> **PASSAGE TO READ**

- - -

Fighters have always the baseline that every other class differentiates itself against.

<snip>

the Fighter doesn't have anything unique. It's just better at everything that everyone can do. That's what the Fighter was in every edition prior to the (incredibly controversial) Fourth Edition.
I don't remember there being a maneuver system of any sort in AD&D.
Ahnehnois;6285913What I don't get is how people can somehow reconcile adding in elements that are [I said:
completely antithetical[/I] to old school D&D (including class-specific maneuvers/powers/etc. for the fighter
I refer you both to post 101 upthread: in 1st ed AD&D the only character who can perform a disarm, at least per the rulebooks, are a fighter (or sub-class), assassin or monk (using a ranseur or spetum) or (per Appendix R of Unearthed Arcana) a fighter or cavalier or sub-class thereof (wielding a sword or mace).

The weapon-by-class table also meant that only fighters, assassins and monks could get access to dismounting manoeuvres (via polearms), and only those three classes plus druids could get access to set-vs-charge (via spears).

I fail to see how fighter, cleric or thief have all that much flavor in D&D.
In classic D&D thieves have a lot of flavour: they are the only PCs who, as written in the rulebooks, can engage the game via stealth and skulduggery. (Although at low levels their success chances are a little weak.) All thief campaigns have a very distinctive flavour, at least in those earlier editions.
 

I refer you both to post 101 upthread: in 1st ed AD&D the only character who can perform a disarm, at least per the rulebooks, are a fighter (or sub-class), assassin or monk (using a ranseur or spetum) or (per Appendix R of Unearthed Arcana) a fighter or cavalier or sub-class thereof (wielding a sword or mace).

- - -

> **DATASET EXCERPT**
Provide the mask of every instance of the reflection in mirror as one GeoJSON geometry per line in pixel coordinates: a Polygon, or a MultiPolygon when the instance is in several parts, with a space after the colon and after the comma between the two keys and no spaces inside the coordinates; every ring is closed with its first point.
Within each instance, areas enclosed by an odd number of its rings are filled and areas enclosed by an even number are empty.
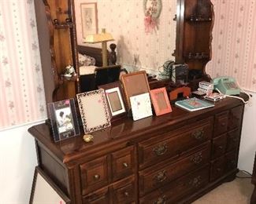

- - -

> **THE TASKS**
1. List every weapon or weapon type that the passage on the D&D Fighter names.
2. Carry on the passage about the D&D Fighter from its final sentence.

> **RESPONSES**
1. ranseur, spetum, sword, mace, polearms, spears

2.
I did mention that all other classes have to sacrifice something in order to get their powers, and in many cases, what they sacrifice is proficiency with weapons and armors.

I suppose that's a matter of perspective, though. You could either say that Fighters are the baseline with proficiency in everything and the best attack bonuses and saves, or you could say that someone else is the baseline and Fighters have access to special disarming weapons and the unique ability to hit more accurately. Personally, I would still be inclined to still look at it with the Fighter as baseline, since its special access to disarming weapons is something which it shares with a couple of other classes, and every other class has something unique which it doesn't share with anyone.
 

I did mention that all other classes have to sacrifice something in order to get their powers, and in many cases, what they sacrifice is proficiency with weapons and armors.

<snip>

its special access to disarming weapons is something which it shares with a couple of other classes, and every other class has something unique which it doesn't share with anyone.
AD&D paladins have nothing unique: every class makes saves, several other classes can cast healing spells and protection from evil 10' radius, and clerics can turn undead. They're nevertheless a reasonably flavoursome class.

Also, clerics and assassins can use maces but can't disarm. Thieves and assassins can use swords but can't disarm. Disarming using a sword or mace (per UA appendix R) is something that only a fighter, cavalier, ranger, barbarian or paladin can do.

My point is that it simply false to claim that AD&D fighters had nothing special to them.

If you were making the claim about B/X fighters it would be true. (They don't even get multiple attacks. And thieves can use any weapon.)
 

Overall I see an analog to 3e's Special combat actions which everyone could do. But these action often took away damage dealing if you didn't have th feat that improves it. And since fighters got bonus feats, most users of them were fighters. Some other classes could take the feats but this was rare. But you could still perform the action poorly without the feat.


Personally I am meh on it.

I'd prefer if there was a fighter subclass that went full on and gave them huge combat actions like arcade fighting games. Like spending a unit of energy to make 6 attacks.
 

There is always this very annoying problem in the background, and it doesn't want to die...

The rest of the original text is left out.